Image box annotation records
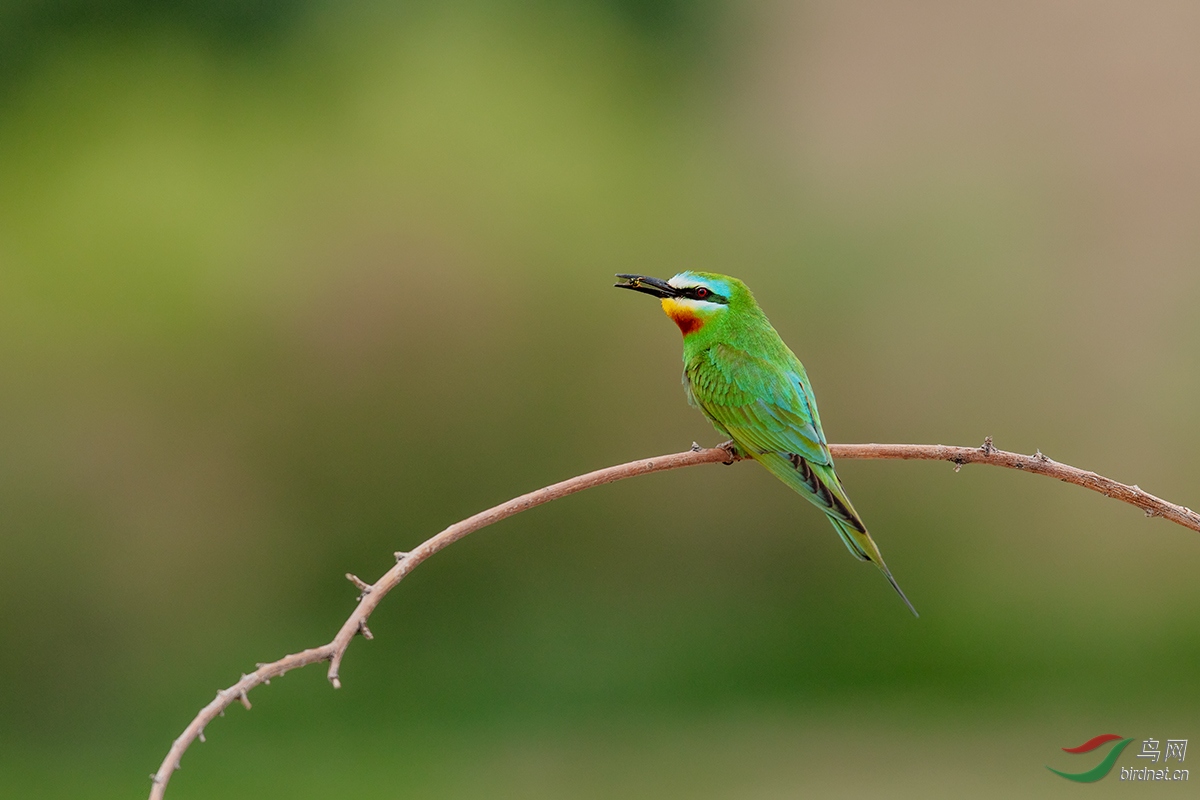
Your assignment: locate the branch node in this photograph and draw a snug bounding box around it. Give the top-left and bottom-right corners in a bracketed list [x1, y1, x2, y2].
[346, 572, 373, 600]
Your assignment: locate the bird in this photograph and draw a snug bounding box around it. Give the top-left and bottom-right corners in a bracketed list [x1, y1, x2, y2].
[613, 271, 919, 616]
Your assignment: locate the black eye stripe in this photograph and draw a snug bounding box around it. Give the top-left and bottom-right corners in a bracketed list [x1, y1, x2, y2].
[680, 287, 730, 303]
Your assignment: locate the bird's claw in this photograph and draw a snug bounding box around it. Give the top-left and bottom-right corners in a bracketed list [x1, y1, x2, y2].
[716, 439, 746, 465]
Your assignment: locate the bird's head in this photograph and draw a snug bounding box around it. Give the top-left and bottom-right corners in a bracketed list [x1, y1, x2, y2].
[613, 272, 752, 336]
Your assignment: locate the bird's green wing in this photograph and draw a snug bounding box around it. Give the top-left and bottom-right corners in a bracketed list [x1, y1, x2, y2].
[684, 344, 833, 465]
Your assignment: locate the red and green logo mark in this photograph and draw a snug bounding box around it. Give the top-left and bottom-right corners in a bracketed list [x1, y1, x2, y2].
[1046, 733, 1133, 783]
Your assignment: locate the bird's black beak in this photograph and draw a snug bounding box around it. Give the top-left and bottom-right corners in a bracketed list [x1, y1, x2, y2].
[613, 275, 679, 297]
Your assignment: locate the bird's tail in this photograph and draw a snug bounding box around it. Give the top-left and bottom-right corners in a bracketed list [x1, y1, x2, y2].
[750, 451, 920, 616]
[827, 515, 920, 616]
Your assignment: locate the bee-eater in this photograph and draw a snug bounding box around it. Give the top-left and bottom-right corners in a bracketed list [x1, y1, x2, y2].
[614, 272, 918, 615]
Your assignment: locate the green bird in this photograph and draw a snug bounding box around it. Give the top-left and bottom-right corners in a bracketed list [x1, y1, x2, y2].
[614, 272, 919, 616]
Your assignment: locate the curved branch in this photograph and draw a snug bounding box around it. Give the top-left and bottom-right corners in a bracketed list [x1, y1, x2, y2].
[150, 437, 1200, 800]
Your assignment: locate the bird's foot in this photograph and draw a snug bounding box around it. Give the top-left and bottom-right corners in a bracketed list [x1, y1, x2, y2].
[716, 439, 746, 465]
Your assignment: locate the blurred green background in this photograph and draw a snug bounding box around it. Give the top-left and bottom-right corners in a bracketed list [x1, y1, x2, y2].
[0, 0, 1200, 800]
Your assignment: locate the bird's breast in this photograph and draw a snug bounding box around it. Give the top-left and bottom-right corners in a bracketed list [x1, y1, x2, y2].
[662, 297, 704, 336]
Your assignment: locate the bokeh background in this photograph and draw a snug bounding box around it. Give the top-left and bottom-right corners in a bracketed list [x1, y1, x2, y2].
[0, 0, 1200, 800]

● INSTRUCTION: Give the items from the line containing "Your assignment: locate the bird's claw" down to the line containing "[614, 272, 918, 615]" as a two-column CSV with the columns "prompt" and "reply", one row per item. Put each item's text and its answer in one quoted field apiece, and replace any line breaks with spaces.

● RESULT:
prompt,reply
"Your assignment: locate the bird's claw in this photograph and draw a snug bounding box around it. Give the top-left and bottom-right corners in a bracketed list [x1, y1, x2, y2].","[716, 439, 746, 465]"
"Your assignment: locate the bird's head in this photograph and draw a snug bounding box around it. Give the top-left and bottom-right corners in a bracketed list [x1, y1, x2, y2].","[613, 272, 752, 336]"
"Your assignment: locate the bird's green wing in this photograph and draw a snug bounding box around it. Give the top-left and bottom-right corners in a bracketed list [x1, y1, x2, y2].","[684, 344, 833, 465]"
"Your assignment: locate the red and green logo mark in this photograph and draw a snug bounding box around it. Give the top-left and bottom-right corners in a bracketed list [x1, y1, x2, y2].","[1046, 733, 1133, 783]"
"Your assignment: locate the bird's black beak in this photograph and draw a snug bounding box around it. Give the top-left and bottom-right corners in a bracketed list [x1, y1, x2, y2].","[613, 275, 679, 297]"
"Your assignment: locate the bird's tail in this photograph and draw a snug bounding box around it. Give the top-left and bottom-right corners in a bracketed list [x1, y1, x2, y2].","[750, 451, 920, 616] [827, 515, 920, 616]"
"Your assignment: locate the bee-eater in this photograph and draw a snug bounding box around it. Give the top-left and bottom-right corners in a bracketed list [x1, y1, x2, y2].","[614, 272, 918, 615]"